Trecho do texto:
········

2 de set. de 2012

pais, mães e filhos


"Pensar nos parentescos possíveis, a partir somente disso aí, já deixa o sujeito zonzo. Dá pena do advogado formado no tempo do mater certa, pater sempre incertus, quando uma boa ação de investigação de paternidade era uma aventura de suspense e emoção e não essa coisa sensaborona e sem arte, exame de DNA. Daqui a pouco, vai-se ver com problemas de patrimônio e sucessão antes inimagináveis. Haverá meios-irmãos por parte de pai e por parte de mãe, ou por ambos, e a confusão já começará no registro civil. Quando chegar a alguma herança, declarar-se-á um aranzel jurídico indescritível, em que vai ser difícil alguém tomar pé.

Até porque os, digamos, multiparentescos não vão limitar-se a um genitor extra em cada caso. Na verdade, não é absurdo prever-se que material genético de vários 'colaboradores', de ambos os sexos, poderão vir a ser utilizados na produção ou 'aperfeiçoamento' genético de um embrião humano. Ou seja, é possível que haja um filho de diversos pais e mães, uma obra coletiva, por assim falar. Não deixa de ser uma ideia curiosa e não hão de faltar comitês de amigos que se unam para perpetuar-se como grupo, na figura de um único rebento, que, para acabar de enlouquecer o advogado, usará uma barriga de aluguel. Creio já poder adivinhar que o bebê assim produzido será chamado de 'poligênico', sua figura paterna será um álbum e seu Édipo terá um harém. Com toda a certeza, pelo menos uma torcida organizada criará um menino com material genético doado pelos craques do clube - e o menino receberá o nome de Cocktailson, comerá a bola desde os 5 anos de idade e passará oito minutos dedicando seu primeiro gol como profissional à família."

········

Registros de dados:
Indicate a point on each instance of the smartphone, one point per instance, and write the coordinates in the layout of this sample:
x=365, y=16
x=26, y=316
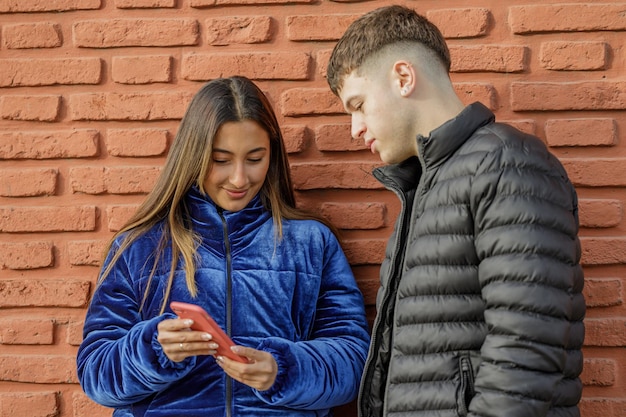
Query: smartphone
x=205, y=323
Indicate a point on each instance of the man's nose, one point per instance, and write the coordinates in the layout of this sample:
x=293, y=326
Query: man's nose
x=358, y=127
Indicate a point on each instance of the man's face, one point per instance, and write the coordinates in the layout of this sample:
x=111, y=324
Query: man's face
x=380, y=116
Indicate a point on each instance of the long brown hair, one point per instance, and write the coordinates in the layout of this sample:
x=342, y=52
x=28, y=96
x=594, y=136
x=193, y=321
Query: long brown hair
x=188, y=163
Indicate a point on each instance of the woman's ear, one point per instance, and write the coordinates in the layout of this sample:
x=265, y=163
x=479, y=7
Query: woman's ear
x=405, y=77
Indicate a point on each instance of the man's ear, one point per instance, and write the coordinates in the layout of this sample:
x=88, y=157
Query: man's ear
x=404, y=76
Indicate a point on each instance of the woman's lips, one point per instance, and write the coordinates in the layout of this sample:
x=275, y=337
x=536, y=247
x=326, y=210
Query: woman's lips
x=370, y=144
x=236, y=195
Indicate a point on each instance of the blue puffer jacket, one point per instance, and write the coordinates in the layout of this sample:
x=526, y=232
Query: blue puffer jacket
x=295, y=298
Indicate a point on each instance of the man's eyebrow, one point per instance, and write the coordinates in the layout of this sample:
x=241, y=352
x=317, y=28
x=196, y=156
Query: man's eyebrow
x=349, y=103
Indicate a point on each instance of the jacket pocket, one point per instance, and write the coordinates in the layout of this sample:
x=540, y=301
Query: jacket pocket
x=466, y=387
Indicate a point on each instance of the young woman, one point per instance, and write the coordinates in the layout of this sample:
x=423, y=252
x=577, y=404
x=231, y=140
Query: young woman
x=221, y=230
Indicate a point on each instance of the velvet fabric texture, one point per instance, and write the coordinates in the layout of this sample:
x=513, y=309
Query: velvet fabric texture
x=295, y=298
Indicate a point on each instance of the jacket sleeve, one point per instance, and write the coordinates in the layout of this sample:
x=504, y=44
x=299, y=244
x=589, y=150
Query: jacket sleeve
x=324, y=371
x=120, y=361
x=526, y=226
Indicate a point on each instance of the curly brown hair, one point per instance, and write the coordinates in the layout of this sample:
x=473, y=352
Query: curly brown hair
x=378, y=29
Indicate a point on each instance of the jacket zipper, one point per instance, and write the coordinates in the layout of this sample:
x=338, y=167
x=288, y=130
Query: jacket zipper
x=229, y=295
x=397, y=262
x=367, y=376
x=467, y=385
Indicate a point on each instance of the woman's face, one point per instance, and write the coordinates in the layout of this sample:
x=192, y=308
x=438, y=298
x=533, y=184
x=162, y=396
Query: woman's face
x=240, y=161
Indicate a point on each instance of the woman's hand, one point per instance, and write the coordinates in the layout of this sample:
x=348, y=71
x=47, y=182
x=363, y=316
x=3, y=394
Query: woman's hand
x=180, y=342
x=259, y=373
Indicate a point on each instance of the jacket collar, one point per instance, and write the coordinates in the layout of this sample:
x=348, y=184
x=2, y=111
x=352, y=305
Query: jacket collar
x=208, y=219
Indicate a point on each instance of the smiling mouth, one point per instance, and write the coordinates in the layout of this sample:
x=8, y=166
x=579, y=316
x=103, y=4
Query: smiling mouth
x=236, y=194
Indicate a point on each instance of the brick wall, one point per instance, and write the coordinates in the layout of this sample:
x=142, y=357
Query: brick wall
x=91, y=92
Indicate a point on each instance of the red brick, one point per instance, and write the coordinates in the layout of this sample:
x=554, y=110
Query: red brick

········

Instrução: Reescreva o texto sobre parentescos a partir da passagem que contém "pais, mães e", terminando depois de "alguém tomar pé.", e troque "advogado" por "jurista".

Resultado da tarefa:
pais, mães e filhos


"Pensar nos parentescos possíveis, a partir somente disso aí, já deixa o sujeito zonzo. Dá pena do jurista formado no tempo do mater certa, pater sempre incertus, quando uma boa ação de investigação de paternidade era uma aventura de suspense e emoção e não essa coisa sensaborona e sem arte, exame de DNA. Daqui a pouco, vai-se ver com problemas de patrimônio e sucessão antes inimagináveis. Haverá meios-irmãos por parte de pai e por parte de mãe, ou por ambos, e a confusão já começará no registro civil. Quando chegar a alguma herança, declarar-se-á um aranzel jurídico indescritível, em que vai ser difícil alguém tomar pé.